> **练习要求 A**
在讲述早期佛教向外传播的选文中,公元前3世纪将佛教立为国教的是哪位君主?
> **练习要求 B**
请从讲述早期佛教向外传播的选文最后一句之后续写一段。

5—6世纪中亚与中国佛教艺术之关系研究
—— 以卡拉贴佩佛寺壁画为例①基金项目:国家社科基金西部项目《敦煌石窟中的外来元素与中西文化交融研究》(21XZS011)阶段性研究成果。
2023-07-07祁晓庆敦煌研究院人文研究部甘肃敦煌736200
祁晓庆(敦煌研究院 人文研究部,甘肃 敦煌 736200)
佛教自印度产生后,最初是在印度本土传播。早期佛教的向外传播得益于两个王朝的推动:一是公元前3 世纪古印度摩揭陀国的阿育王,阿育王不仅在国内扶持佛教,将佛教立为国教,而且还将佛教传播到邻近国家,使得佛教这样一个地方性宗教逐渐发展成了世界三大宗教之一;其二是公元前1 世纪至公元3世纪的贵霜王朝,历代贵霜国王都采取了宗教包容政策,迦腻色伽王更是大力发展佛教,使得佛教向阿姆河以北地区传播,在巴克特里亚北部的铁尔梅兹地区发现的多处大型佛教建筑群就是贵霜时期佛教向北传播的明证。

> **记录信息**
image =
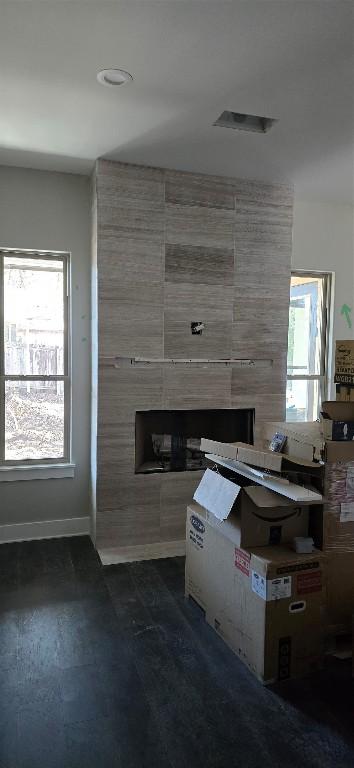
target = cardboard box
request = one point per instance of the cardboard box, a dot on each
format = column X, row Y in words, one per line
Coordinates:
column 262, row 458
column 337, row 420
column 340, row 586
column 266, row 603
column 344, row 363
column 253, row 516
column 344, row 394
column 304, row 439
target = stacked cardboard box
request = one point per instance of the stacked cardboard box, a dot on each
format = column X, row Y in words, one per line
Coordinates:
column 338, row 519
column 262, row 597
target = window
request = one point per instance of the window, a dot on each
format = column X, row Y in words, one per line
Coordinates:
column 34, row 358
column 307, row 345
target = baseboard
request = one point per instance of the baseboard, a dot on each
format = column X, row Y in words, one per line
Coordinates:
column 46, row 529
column 115, row 555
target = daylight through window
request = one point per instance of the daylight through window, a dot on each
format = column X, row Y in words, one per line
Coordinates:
column 307, row 345
column 34, row 361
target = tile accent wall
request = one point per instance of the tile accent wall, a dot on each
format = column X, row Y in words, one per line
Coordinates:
column 173, row 248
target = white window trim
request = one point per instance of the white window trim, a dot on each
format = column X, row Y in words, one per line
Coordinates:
column 15, row 473
column 324, row 377
column 42, row 469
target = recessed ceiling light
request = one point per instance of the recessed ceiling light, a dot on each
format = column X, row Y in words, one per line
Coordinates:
column 114, row 77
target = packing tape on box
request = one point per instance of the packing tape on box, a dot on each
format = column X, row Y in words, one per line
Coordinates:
column 338, row 509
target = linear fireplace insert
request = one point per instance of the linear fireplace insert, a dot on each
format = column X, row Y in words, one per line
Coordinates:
column 169, row 441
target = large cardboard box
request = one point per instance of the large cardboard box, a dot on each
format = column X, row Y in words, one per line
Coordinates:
column 303, row 439
column 266, row 603
column 257, row 457
column 344, row 363
column 340, row 598
column 252, row 516
column 337, row 420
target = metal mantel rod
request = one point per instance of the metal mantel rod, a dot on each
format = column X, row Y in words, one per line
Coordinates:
column 197, row 362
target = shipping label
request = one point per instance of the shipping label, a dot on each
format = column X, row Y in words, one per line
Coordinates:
column 196, row 531
column 242, row 561
column 309, row 582
column 259, row 585
column 311, row 566
column 271, row 589
column 347, row 512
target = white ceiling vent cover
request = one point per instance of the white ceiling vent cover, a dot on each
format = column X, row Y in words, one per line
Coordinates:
column 242, row 122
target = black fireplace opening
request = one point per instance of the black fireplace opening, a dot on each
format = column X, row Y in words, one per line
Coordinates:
column 169, row 441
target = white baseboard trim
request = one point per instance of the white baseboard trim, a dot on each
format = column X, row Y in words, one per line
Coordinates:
column 46, row 529
column 115, row 555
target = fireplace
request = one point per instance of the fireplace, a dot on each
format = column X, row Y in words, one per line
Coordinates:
column 169, row 441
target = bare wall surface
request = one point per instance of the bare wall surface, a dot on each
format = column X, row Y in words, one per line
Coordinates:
column 173, row 248
column 51, row 211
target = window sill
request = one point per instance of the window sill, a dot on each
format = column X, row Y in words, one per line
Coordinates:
column 36, row 472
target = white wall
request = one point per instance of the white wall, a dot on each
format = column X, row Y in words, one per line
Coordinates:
column 323, row 240
column 51, row 211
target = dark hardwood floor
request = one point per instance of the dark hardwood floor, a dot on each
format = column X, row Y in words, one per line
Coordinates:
column 107, row 667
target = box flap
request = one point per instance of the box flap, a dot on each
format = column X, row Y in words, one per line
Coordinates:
column 338, row 410
column 339, row 450
column 216, row 494
column 264, row 498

> **参考答案 A**
古印度摩揭陀国的阿育王。

> **参考答案 B**
位于乌兹别克斯坦南部的铁尔梅兹地区发现了大量的佛教遗迹,早在20 世纪中期就受到学者们的关注,其中又以卡拉贴佩(Kara-tepe)和法雅兹贴佩(Fayaz-tepe)两个佛教寺院规模最大,堪称贵霜时期巴克特里亚北部最大的佛教中心。在这两个佛寺遗址发现的钱币表明这两座佛寺修建的年代不晚于1 世纪,2—4 世纪是佛寺建造的全盛时期。4 世纪萨珊军队入侵中亚后,这里的佛寺一度荒废,后来又逐渐恢复,虽然没有恢复到贵霜时代的繁荣状态,但也发现了5—6 世纪的一些壁画和建筑遗迹,说明这一时期仍然有佛教僧人在此活动。本文即以这两个佛教寺院的部分壁画内容为中心,探讨5—6 世纪粟特佛教艺术与中国佛教艺术之间的关系。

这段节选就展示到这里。